§ ÜBUNGSAUFGABE 1
Welches Schreiben wurde der Massenentlassungsanzeige laut dem Textauszug nicht beigefügt?

Mit Schreiben vom 28.01.2015 erstattete die Beklagte gegenüber der Agentur für Cottbus eine Massenentlassungsanzeige nach § 17 KSchG (Anlage B-K 18). Das Schreiben des Betriebsrats vom 14.01.2015 wurde dieser nicht beigefügt. Stattdessen wurde zu "5. Beteiligung des Betriebsrats" erklärt: "Mit dem ... Betriebsrat wurden Interessenausgleichs- und Sozialplanverhandlungen geführt. Weiterhin wurde der Betriebsrat noch einmal gesondert ... gemäß § 17 Abs. 2 KSchG unterrichtet. ... Eine gesonderte Stellungnahme hat der Betriebsrat nicht abgegeben. Im Rahmen der Sozialplanverhandlungen wurde[.] jedoch mit dem Betriebsrat ... über die Einrichtung einer Transfergesellschaft ... verhandelt. Das Einigungsstellenverfahren wurde ... beendet ... Weitere, gesonderte Beratungen hat der Betriebsrat nicht verlangt." Mit Bescheid vom 10.02.2015 teilte die Agentur für Arbeit C. mit, dass die Massenentlassungsanzeige wirksam erstattet worden sei.

(Einträge zur Bereichsbeschriftung)

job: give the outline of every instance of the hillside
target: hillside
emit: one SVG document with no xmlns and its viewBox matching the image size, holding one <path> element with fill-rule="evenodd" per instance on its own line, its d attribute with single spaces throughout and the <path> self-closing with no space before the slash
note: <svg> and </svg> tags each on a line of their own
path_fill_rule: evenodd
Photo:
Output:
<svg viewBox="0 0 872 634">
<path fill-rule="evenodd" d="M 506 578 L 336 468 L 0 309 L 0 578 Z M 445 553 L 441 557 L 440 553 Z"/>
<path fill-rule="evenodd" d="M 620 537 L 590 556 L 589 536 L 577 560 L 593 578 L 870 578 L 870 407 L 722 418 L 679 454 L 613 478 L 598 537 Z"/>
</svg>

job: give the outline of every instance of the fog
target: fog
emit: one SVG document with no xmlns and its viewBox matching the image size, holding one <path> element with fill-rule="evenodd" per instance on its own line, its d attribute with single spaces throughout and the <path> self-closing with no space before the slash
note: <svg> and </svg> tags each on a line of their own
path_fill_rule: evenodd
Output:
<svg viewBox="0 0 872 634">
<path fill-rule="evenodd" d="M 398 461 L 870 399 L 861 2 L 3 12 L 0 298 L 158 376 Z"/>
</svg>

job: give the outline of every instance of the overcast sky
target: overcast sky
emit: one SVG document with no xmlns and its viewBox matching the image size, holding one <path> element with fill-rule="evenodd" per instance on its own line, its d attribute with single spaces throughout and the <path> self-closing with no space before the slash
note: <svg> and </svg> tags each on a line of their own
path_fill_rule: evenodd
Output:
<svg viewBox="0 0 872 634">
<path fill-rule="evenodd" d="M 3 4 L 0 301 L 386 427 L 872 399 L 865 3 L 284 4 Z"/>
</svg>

§ ÜBUNGSAUFGABE 2
Verschiebe in der Auflistung die Zeilen von der Zeile mit „job: give the outline of every instance of the overcast“ bis zum Ende der Auflistung um 111: Gib diese Zeilen samt den Anweisungen erneut aus und erhöhe jede Zahl in den Antworten, also die Koordinaten und die viewBox-Werte, um 111.

§ ANTWORT 1
Das Schreiben des Betriebsrats vom 14.01.2015.

§ ANTWORT 2
job: give the outline of every instance of the overcast sky
target: overcast sky
emit: one SVG document with no xmlns and its viewBox matching the image size, holding one <path> element with fill-rule="evenodd" per instance on its own line, its d attribute with single spaces throughout and the <path> self-closing with no space before the slash
note: <svg> and </svg> tags each on a line of their own
path_fill_rule: evenodd
Output:
<svg viewBox="111 111 983 745">
<path fill-rule="evenodd" d="M 114 115 L 111 412 L 497 538 L 983 510 L 976 114 L 395 115 Z"/>
</svg>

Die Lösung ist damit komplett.